SOURCE RECORDS:
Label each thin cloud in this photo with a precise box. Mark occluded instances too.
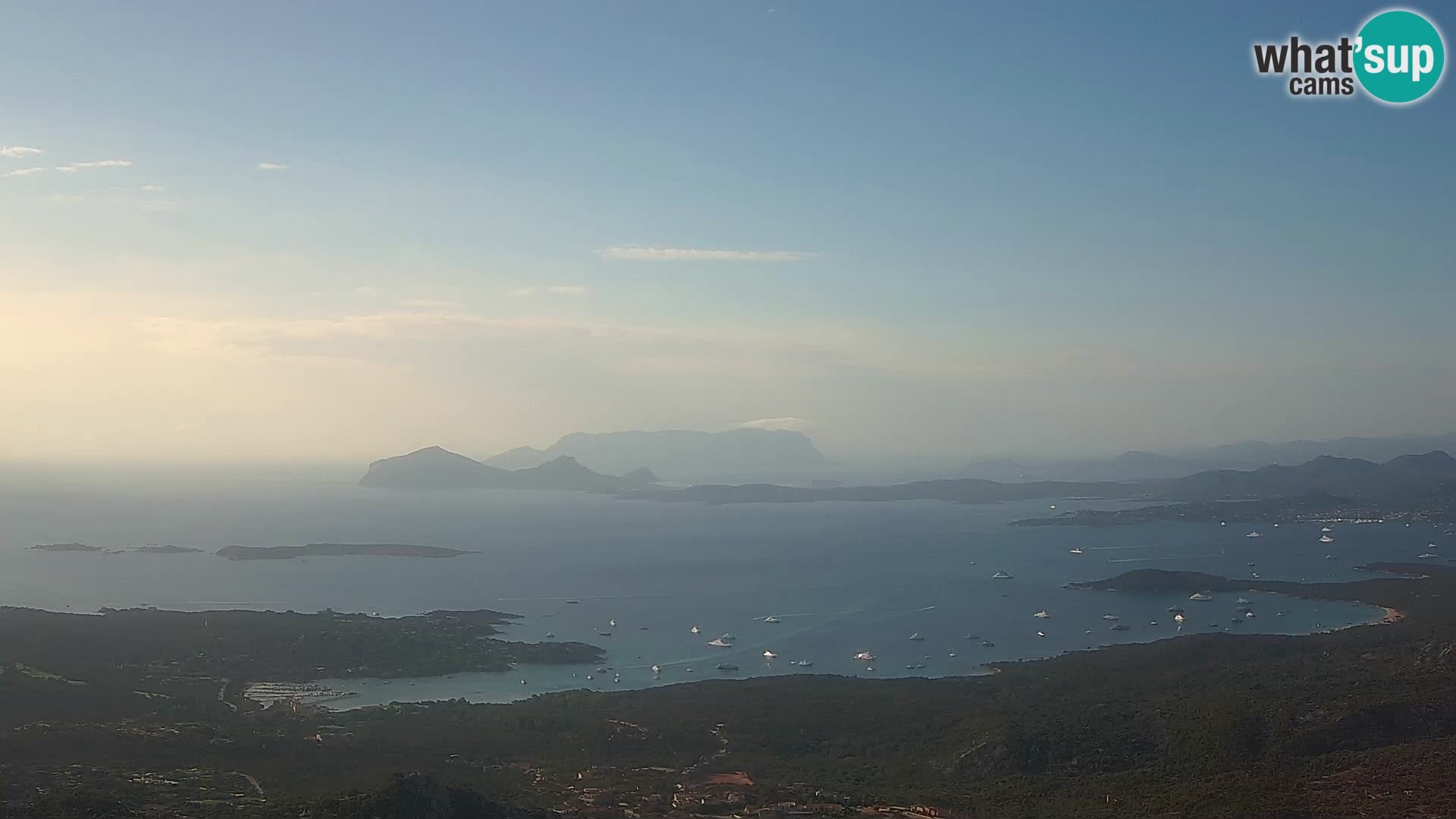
[68,158,131,171]
[6,158,131,177]
[736,417,814,431]
[597,245,823,262]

DO THIS:
Can you extract the lines above word for word, leaving out the picture?

PROBLEM SOLUTION:
Label each thin cloud in this photo with a precise box. Mark occluded instances too.
[68,158,131,171]
[6,158,131,177]
[736,417,814,431]
[597,245,823,262]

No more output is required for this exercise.